> _FRAGMENTO DEL DOCUMENTO_:
※
Dendera impresiona a nuestro autor y a sus acompañantes, como no podía
ser de otra manera y, por ello, varias páginas del libro están
dedicadas a su descripción e historia.
Desde aquí, el curso del Nilo por el alto Egipto va a deparar
al viajero suizo joyas
imperecederas de la antigua civilización faraónica, que asombran por
igual a los viajeros de nuestro tiempo. Comenzado el año 1888, el Sesostris
arriba a las orillas de Luxor. Frente a él, las ruinas de Karnak
y, más adelante, el Ramesseum y los Colosos de Memnon. En esta
ciudad, Gozenbach fue, además,
un triste testigo de la lamentable situación en que se hallaban
entonces los restos de las glorias arquitectónicas de la otrora
floreciente Tebas, como era el caso del templo de Luxor:
“En
su extremo septentrional rematan esas construcciones con un pilón,
delante del cual se ven todavía cuatro colosos de Ramsés, pero
cubiertos casi totalmente por los escombros que los van envolviendo,
lo que, sin embargo, no es de sentir, pues la parte que sobresale de
los bustos ha sido desde tiempo inmemorial blanco de la superstición
musulmana y de la travesura juvenil. Las arrogantes estatuas, que en
otro tiempo dominaban la avenida de las esfinges que conducía a
Karnak, han sobrevivido en tan prosaica situación a las mutaciones de
las cosas terrenales; los desbordamientos del Nilo superior y las
arenas del desierto no les han alcanzado; pero los ahogan los
escombros y la inmundicia” (p. 110).
Siguió
después el paso frente Kom Ombo y, tras diversas peripecias sucedidas
durante el paso de la primera catarata, la inolvidable visión de Filé,
como “una piedra preciosa” (p. 154) que había brotado de la aguas
del Nilo. Después, la más que esperada visita a Abu Simbel, con un
detenido examen del templo, parcialmente cubierto por arena, puro
desierto al que debemos agradecer la conservación de muchos
monumentos que, de otra manera, habrían sido arrasados por la mano
del hombre.
Tras
abandonar el pétreo monumento a las glorias de Ramsés II, el
aventurero suizo no mostró reparo alguno en cruzar la segunda
catarata, adentrándose en el inquietante territorio sudanés. Allí
pudo ser testigo de excepción de las habituales escaramuzas entre las
tropas británicas y los derviches al servicio del Madhi. Proseguir más
al sur hubiera sido una locura y, con toda probabilidad, los ingleses
no lo hubieran permitido. De esa manera, a finales de enero de 1888, Gozenbach,
su familia y sus otros acompañantes retornaban nuevamente hacia
Egipto, a través del omnipresente Nilo, en busca de las aguas del
Mediterráneo. Regreso, pero no descanso, puesto que, entre otros
destacados restos de la antigüedad -como el, hoy madrileño, templo
de Debod- tuvo oportunidad de contemplar varias tumbas reales en el
Valle de los Reyes, además de los templos de Kurna y de Deir el-Bahari
o los enterramientos del Asasif, también en territorio tebano.
※
> _REGISTROS DE DATOS_:
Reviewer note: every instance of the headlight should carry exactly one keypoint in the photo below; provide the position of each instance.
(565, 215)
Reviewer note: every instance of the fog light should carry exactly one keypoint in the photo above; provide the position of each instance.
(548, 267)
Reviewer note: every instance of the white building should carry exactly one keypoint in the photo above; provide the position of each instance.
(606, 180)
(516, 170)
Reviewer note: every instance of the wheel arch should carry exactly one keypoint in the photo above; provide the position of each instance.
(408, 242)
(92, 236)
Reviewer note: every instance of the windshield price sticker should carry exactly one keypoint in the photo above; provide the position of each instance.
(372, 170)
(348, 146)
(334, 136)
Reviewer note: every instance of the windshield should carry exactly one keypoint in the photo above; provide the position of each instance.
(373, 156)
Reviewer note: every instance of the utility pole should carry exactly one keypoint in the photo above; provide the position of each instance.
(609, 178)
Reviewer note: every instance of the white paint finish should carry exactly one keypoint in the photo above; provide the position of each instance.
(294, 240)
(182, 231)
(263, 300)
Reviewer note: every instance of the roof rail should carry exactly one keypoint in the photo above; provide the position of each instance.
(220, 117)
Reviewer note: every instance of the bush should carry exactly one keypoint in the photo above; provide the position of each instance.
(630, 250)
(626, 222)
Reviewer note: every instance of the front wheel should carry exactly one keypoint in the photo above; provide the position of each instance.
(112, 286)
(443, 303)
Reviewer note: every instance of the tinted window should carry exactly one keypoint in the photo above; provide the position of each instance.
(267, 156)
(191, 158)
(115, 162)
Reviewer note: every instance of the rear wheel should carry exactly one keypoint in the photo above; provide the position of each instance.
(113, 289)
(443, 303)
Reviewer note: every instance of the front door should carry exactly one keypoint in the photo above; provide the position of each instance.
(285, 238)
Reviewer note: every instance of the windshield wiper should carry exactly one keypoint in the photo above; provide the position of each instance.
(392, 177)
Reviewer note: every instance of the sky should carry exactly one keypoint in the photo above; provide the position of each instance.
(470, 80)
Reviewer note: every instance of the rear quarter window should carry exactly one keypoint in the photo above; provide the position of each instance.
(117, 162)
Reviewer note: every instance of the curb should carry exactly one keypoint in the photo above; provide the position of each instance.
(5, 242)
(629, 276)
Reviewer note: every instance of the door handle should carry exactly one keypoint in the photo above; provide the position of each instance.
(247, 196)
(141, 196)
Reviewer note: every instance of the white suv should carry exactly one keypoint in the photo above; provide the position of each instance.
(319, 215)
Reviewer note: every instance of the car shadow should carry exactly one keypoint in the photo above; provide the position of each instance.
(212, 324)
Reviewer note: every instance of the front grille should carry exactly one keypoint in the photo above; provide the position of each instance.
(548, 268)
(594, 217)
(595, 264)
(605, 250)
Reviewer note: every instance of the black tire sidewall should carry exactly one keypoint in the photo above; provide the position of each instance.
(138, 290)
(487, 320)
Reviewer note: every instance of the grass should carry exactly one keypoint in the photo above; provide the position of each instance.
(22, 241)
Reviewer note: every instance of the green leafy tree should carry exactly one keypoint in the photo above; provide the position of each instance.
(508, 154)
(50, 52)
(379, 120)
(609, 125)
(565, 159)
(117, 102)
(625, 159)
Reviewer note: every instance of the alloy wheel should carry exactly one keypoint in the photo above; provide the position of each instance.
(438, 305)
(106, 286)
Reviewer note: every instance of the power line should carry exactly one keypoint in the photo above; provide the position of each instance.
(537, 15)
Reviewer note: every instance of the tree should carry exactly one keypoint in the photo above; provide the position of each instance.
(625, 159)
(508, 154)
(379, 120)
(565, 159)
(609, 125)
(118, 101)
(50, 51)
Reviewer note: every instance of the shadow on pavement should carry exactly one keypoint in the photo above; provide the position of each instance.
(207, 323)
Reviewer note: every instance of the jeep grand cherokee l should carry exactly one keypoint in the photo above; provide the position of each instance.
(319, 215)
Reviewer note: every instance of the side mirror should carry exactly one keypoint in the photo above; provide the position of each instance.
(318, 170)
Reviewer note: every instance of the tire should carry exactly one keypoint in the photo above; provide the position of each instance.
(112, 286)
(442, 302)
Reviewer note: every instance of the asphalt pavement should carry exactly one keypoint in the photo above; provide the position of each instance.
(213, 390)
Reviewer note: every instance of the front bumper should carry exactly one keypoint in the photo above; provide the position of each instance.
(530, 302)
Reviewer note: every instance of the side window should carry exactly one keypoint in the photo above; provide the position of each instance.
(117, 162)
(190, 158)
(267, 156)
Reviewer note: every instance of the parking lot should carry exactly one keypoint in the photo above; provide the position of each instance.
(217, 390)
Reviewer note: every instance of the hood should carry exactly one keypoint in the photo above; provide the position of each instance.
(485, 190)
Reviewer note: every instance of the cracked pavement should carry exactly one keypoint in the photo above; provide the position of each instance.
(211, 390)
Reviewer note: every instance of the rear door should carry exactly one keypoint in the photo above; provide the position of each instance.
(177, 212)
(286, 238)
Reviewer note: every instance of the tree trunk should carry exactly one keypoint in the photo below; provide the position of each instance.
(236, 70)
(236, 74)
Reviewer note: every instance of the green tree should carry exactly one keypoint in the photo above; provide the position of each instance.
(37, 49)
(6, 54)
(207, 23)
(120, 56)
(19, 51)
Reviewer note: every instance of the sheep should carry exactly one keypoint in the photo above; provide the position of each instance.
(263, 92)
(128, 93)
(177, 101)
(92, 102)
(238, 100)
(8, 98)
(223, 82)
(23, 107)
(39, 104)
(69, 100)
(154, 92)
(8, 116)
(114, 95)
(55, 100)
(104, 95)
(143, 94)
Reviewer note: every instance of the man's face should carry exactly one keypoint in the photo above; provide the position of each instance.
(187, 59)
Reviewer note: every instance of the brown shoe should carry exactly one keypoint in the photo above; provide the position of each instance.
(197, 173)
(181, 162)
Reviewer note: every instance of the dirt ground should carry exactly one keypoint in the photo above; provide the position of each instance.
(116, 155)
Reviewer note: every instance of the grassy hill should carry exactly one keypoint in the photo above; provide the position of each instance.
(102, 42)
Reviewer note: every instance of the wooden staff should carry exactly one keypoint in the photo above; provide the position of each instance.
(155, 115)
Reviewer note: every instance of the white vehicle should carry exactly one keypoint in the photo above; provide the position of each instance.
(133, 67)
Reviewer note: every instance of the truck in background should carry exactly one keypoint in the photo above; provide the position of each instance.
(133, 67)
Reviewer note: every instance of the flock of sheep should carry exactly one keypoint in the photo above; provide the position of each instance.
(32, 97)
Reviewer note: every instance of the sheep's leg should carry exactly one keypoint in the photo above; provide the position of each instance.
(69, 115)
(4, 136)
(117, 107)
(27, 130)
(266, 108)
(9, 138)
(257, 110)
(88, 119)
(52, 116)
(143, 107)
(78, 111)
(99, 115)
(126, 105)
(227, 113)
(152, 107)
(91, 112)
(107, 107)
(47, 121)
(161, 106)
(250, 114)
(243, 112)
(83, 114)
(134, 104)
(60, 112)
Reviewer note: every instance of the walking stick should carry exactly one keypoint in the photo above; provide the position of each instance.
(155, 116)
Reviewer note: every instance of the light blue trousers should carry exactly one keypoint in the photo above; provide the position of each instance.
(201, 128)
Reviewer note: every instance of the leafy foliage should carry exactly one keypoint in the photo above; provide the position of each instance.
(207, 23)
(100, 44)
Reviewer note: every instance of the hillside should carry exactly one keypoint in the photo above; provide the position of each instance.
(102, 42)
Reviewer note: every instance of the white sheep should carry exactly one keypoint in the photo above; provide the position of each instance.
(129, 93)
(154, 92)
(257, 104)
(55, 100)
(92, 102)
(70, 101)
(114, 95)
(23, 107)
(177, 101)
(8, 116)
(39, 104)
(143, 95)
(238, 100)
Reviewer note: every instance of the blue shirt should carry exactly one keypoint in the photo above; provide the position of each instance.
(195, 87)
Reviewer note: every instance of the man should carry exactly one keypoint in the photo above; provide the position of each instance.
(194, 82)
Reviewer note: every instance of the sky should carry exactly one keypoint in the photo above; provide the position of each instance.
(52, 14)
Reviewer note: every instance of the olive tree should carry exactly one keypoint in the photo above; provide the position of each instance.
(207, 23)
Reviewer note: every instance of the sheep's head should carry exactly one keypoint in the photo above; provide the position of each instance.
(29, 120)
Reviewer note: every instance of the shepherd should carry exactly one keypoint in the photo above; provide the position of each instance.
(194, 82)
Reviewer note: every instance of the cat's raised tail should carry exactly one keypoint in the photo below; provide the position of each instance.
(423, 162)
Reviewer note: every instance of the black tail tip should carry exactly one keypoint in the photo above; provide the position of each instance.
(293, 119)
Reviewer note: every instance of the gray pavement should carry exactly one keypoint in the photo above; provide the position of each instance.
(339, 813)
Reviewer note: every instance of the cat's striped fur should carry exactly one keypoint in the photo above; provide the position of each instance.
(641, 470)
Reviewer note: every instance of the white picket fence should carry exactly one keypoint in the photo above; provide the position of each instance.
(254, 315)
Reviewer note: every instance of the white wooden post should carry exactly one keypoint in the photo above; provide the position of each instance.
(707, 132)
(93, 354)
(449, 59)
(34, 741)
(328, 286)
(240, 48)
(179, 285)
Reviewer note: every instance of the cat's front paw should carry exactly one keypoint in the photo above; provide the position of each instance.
※
> _TAREA A REALIZAR_:
Por favor, indica si cada afirmación concuerda con el fragmento sobre el viaje por el Nilo, respondiendo sí o no junto con la cita literal de las palabras que lo deciden.
1. El Sesostris llega a Luxor a comienzos de 1888.
2. Gozenbach se negó a cruzar la segunda catarata.
3. Filé aparece descrita como una piedra preciosa.
Los registros no intervienen en esto.

> _RESPUESTA_:
1. Sí: «Comenzado el año 1888, el Sesostris arriba a las orillas de Luxor».
2. No: «el aventurero suizo no mostró reparo alguno en cruzar la segunda catarata».
3. Sí: «la inolvidable visión de Filé, como “una piedra preciosa”».